__AIM OF THE EXERCISE__
For every line in the material below that holds "woman", report the line.

--------------------------------------------------

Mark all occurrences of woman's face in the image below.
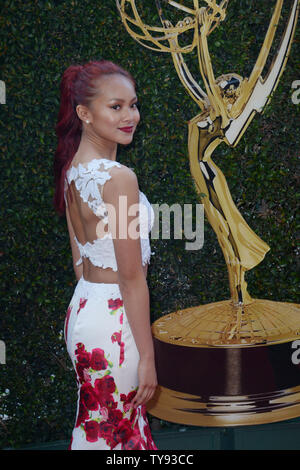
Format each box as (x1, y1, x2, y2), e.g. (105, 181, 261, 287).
(83, 74, 140, 146)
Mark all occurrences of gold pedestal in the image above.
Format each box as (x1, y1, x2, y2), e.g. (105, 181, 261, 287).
(147, 299, 300, 426)
(116, 0, 300, 427)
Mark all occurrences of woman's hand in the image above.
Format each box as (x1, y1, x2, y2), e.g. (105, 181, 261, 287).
(130, 356, 158, 409)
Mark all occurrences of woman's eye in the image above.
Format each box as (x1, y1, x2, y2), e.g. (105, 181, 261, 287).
(111, 103, 139, 110)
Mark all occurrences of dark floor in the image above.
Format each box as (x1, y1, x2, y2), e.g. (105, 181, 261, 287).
(4, 416, 300, 450)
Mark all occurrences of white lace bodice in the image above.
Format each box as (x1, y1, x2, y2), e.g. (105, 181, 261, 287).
(64, 158, 155, 271)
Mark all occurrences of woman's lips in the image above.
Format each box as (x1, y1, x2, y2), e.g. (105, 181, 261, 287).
(119, 126, 134, 133)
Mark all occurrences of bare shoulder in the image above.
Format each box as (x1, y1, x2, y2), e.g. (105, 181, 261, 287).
(109, 162, 137, 179)
(104, 163, 139, 198)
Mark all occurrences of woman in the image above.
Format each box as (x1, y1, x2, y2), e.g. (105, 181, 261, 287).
(53, 59, 158, 450)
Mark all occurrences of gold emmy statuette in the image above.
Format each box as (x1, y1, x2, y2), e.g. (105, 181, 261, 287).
(117, 0, 300, 426)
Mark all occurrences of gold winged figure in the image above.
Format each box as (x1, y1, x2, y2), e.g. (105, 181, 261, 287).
(116, 0, 299, 307)
(116, 1, 300, 427)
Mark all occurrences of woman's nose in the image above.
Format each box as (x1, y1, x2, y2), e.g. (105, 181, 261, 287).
(122, 106, 137, 122)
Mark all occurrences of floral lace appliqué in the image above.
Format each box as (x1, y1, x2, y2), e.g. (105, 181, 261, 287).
(64, 158, 155, 271)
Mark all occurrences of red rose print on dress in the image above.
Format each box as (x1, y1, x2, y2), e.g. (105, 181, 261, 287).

--------------------------------------------------

__THE ANSWER__
Mark all occurrences of woman's face in the image below.
Mark all occurrences of woman's hand in the image above.
Mark all occurrences of woman's eye in the image above.
Mark all occurrences of woman's lips in the image above.
Mark all occurrences of woman in the image above.
Mark all occurrences of woman's nose in the image above.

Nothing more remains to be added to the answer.